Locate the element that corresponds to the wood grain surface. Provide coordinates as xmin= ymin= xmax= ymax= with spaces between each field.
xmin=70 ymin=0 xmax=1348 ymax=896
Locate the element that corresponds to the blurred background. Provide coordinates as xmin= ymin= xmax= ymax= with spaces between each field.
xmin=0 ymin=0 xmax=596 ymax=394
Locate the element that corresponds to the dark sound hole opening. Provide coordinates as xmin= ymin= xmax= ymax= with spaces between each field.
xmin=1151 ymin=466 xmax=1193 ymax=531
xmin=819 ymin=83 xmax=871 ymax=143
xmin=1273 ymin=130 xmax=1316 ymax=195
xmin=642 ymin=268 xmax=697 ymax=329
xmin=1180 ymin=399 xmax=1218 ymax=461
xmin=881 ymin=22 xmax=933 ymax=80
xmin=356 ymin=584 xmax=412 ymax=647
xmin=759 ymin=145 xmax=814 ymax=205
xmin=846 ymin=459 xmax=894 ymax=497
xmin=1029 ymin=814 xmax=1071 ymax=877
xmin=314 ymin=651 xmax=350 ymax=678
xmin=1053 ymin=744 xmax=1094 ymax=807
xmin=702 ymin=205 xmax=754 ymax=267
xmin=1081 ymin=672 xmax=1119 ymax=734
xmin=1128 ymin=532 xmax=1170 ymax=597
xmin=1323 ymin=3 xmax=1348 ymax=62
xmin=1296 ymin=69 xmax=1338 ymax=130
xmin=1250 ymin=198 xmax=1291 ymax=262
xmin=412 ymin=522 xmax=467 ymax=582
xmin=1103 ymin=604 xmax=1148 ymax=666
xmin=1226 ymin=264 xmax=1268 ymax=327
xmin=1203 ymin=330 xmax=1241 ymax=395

Task description —
Swap each "Locate" in the listing for "Find", and write out the whole listing again with nothing else changed.

Response for this exercise —
Find the element that corresponds to the wood grain surface. Provide coordinates as xmin= ymin= xmax= ymax= with spaces between each field.
xmin=70 ymin=0 xmax=1348 ymax=896
Find the element that corresponds to the blurred background. Provide coordinates as xmin= ymin= xmax= ymax= with spaces between each field.
xmin=0 ymin=0 xmax=596 ymax=394
Find the element that corresponds to the dark sound hole opening. Provide coordinates as xmin= ymin= xmax= ymax= with spaces between each field.
xmin=1151 ymin=466 xmax=1193 ymax=531
xmin=819 ymin=83 xmax=871 ymax=143
xmin=1273 ymin=130 xmax=1316 ymax=195
xmin=642 ymin=268 xmax=697 ymax=329
xmin=1180 ymin=399 xmax=1218 ymax=461
xmin=881 ymin=22 xmax=933 ymax=80
xmin=356 ymin=584 xmax=412 ymax=647
xmin=759 ymin=145 xmax=814 ymax=205
xmin=846 ymin=459 xmax=894 ymax=497
xmin=1029 ymin=814 xmax=1071 ymax=877
xmin=314 ymin=651 xmax=350 ymax=678
xmin=1053 ymin=744 xmax=1094 ymax=807
xmin=702 ymin=205 xmax=754 ymax=267
xmin=1081 ymin=672 xmax=1119 ymax=734
xmin=1128 ymin=532 xmax=1170 ymax=597
xmin=1323 ymin=3 xmax=1348 ymax=62
xmin=1296 ymin=69 xmax=1338 ymax=130
xmin=1250 ymin=198 xmax=1291 ymax=262
xmin=412 ymin=522 xmax=467 ymax=582
xmin=1103 ymin=604 xmax=1148 ymax=666
xmin=1226 ymin=264 xmax=1268 ymax=327
xmin=1203 ymin=330 xmax=1241 ymax=395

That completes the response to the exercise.